### WHAT THE EXERCISE ASKS:
Below are records with pictures in them. Output exactly the lines from the one with "Task: set a point on the overcast" through the one with "Task: set a point on the loch", both included, and leave every picture out; give only those lines.

(Dataset entries)
--
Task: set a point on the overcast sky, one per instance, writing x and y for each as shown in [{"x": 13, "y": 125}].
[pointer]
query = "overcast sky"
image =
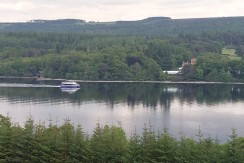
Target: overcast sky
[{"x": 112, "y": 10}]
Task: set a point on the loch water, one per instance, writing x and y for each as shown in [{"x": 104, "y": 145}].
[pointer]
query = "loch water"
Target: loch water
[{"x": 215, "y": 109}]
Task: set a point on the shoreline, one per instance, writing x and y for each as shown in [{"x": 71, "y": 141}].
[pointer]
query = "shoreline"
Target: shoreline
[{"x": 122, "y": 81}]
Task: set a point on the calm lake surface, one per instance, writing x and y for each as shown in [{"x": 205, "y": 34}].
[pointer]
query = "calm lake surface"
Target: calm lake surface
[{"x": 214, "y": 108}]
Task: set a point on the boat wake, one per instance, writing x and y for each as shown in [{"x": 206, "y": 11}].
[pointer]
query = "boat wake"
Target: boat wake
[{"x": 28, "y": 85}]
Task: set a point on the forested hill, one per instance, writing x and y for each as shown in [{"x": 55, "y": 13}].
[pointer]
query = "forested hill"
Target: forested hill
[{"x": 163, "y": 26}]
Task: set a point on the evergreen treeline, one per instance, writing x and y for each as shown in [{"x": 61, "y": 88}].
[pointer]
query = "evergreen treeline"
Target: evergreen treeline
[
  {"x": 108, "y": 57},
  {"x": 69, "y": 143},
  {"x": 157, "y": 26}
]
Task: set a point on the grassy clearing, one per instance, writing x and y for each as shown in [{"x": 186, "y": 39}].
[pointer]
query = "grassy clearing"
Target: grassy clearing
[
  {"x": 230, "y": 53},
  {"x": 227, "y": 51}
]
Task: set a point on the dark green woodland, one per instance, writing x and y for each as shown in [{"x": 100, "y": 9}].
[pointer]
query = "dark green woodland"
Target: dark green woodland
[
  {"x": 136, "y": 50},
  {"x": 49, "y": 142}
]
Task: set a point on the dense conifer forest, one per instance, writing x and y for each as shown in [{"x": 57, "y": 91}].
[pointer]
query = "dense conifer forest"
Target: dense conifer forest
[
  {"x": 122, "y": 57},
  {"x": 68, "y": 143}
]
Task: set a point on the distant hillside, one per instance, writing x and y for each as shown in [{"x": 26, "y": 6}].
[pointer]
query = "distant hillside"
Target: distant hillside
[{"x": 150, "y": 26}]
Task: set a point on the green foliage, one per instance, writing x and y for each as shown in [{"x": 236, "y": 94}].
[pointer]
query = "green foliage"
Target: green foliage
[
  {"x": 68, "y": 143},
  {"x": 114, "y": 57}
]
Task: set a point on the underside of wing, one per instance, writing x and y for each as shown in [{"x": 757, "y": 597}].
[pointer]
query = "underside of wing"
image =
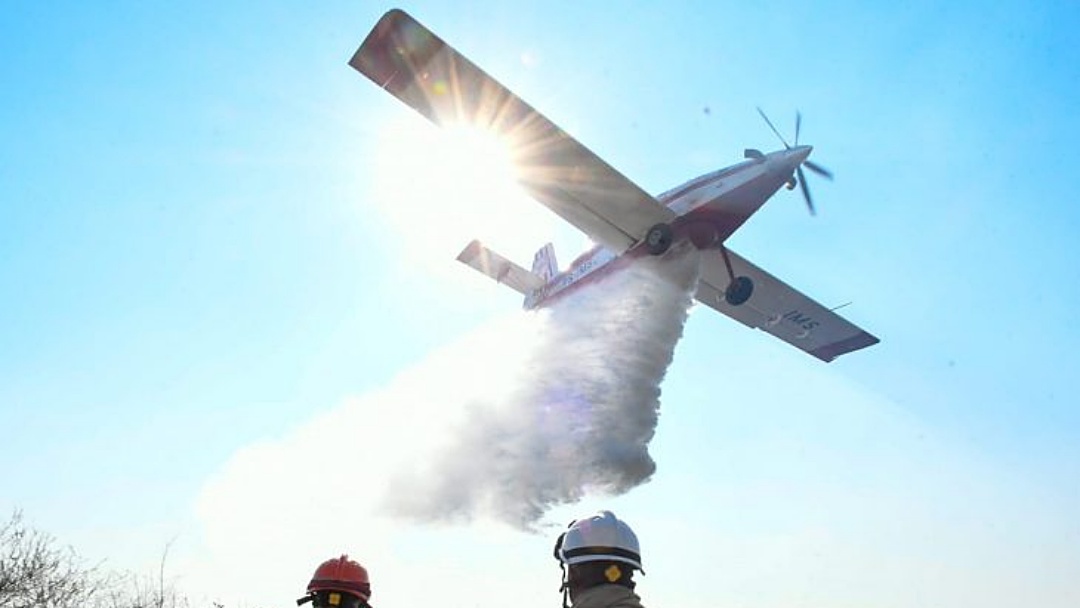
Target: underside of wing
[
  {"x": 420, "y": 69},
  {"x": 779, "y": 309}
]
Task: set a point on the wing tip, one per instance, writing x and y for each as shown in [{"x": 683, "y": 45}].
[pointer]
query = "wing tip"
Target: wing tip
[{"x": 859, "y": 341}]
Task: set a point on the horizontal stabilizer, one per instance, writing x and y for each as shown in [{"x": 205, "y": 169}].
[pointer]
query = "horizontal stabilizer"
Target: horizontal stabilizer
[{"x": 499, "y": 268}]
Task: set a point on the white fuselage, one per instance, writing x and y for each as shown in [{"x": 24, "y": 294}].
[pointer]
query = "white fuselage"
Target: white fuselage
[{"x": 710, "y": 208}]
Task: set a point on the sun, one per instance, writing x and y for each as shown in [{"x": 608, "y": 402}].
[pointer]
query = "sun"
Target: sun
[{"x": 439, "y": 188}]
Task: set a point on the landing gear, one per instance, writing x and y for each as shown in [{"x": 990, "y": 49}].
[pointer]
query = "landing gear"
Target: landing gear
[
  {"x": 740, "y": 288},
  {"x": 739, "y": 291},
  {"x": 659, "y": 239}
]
--
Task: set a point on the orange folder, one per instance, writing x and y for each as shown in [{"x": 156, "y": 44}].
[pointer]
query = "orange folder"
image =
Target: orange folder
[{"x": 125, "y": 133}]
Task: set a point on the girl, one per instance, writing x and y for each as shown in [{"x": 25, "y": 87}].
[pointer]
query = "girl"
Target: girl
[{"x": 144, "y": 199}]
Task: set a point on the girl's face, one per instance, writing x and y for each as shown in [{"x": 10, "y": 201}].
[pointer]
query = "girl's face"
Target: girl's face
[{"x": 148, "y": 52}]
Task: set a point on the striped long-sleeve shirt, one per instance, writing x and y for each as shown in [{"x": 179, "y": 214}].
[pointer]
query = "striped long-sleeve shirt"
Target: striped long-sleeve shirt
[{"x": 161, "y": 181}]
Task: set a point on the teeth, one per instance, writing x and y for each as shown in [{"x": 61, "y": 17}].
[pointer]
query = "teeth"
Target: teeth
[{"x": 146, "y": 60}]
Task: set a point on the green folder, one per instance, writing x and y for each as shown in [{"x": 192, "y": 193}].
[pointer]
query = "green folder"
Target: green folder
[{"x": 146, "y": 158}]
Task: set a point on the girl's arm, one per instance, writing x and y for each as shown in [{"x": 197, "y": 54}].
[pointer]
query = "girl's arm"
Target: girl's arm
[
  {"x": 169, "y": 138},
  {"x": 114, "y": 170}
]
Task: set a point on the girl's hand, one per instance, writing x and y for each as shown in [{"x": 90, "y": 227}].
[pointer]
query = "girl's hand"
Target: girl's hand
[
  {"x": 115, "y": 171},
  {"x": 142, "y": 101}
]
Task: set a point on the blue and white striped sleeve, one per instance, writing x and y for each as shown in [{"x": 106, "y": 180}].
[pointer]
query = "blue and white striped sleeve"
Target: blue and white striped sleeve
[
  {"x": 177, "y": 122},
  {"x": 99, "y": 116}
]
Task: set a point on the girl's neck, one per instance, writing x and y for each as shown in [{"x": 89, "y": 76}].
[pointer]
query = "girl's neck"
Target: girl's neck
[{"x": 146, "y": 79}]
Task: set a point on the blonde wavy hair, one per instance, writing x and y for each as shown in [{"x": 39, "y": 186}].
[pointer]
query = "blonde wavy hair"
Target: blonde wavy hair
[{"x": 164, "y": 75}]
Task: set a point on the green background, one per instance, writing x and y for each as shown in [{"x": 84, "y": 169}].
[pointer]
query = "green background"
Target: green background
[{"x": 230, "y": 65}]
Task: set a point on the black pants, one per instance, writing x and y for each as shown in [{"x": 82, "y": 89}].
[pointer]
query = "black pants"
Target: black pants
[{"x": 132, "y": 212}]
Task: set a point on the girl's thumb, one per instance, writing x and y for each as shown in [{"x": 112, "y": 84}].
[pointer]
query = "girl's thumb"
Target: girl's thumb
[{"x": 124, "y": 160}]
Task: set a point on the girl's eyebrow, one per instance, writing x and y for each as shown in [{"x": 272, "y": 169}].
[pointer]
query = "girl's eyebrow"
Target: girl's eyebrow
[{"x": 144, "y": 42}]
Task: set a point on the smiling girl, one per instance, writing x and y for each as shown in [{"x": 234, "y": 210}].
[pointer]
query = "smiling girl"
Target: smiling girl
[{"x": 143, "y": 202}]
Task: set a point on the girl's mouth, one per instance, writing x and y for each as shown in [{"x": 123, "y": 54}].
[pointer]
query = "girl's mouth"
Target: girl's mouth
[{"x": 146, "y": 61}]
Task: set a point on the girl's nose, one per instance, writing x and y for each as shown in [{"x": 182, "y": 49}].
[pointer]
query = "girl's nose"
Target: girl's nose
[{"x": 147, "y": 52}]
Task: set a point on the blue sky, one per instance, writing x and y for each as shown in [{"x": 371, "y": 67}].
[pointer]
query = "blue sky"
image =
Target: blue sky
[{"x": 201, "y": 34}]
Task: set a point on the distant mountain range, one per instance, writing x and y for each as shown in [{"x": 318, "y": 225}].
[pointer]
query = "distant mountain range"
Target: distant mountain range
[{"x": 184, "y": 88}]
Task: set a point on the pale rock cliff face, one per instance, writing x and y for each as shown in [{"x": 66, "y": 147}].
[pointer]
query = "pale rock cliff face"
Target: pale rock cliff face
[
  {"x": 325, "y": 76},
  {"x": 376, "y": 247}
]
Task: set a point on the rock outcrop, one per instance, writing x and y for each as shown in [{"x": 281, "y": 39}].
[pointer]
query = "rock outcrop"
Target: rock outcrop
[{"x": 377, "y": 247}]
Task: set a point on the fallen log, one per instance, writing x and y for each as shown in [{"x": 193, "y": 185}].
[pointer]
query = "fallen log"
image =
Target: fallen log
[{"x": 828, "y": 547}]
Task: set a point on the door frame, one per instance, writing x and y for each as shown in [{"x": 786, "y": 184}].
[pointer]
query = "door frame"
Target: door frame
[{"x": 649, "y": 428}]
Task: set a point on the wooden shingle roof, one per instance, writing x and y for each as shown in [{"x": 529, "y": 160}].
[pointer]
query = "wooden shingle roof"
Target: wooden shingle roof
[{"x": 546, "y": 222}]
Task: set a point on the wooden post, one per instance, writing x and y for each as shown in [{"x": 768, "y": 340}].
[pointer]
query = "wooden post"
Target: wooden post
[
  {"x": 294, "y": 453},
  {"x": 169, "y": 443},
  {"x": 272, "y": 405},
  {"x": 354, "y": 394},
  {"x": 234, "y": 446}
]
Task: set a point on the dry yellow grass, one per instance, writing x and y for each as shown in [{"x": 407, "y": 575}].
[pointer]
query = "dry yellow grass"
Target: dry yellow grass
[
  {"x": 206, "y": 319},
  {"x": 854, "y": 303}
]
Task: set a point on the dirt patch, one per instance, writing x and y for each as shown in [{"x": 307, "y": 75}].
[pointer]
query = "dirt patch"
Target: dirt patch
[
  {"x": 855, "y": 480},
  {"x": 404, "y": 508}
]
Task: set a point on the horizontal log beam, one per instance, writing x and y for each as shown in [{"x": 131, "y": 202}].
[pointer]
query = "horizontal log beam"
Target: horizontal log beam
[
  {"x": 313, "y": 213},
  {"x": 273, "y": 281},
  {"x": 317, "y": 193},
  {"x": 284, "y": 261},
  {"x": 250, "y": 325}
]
--
### OUTPUT:
Task: set a point on the overcast sky, one per instance, writing x and y for each as shown in [{"x": 13, "y": 125}].
[pointer]
query = "overcast sky"
image =
Target: overcast sky
[{"x": 112, "y": 10}]
Task: set a point on the loch water, one per instance, writing x and y for each as shown in [{"x": 104, "y": 145}].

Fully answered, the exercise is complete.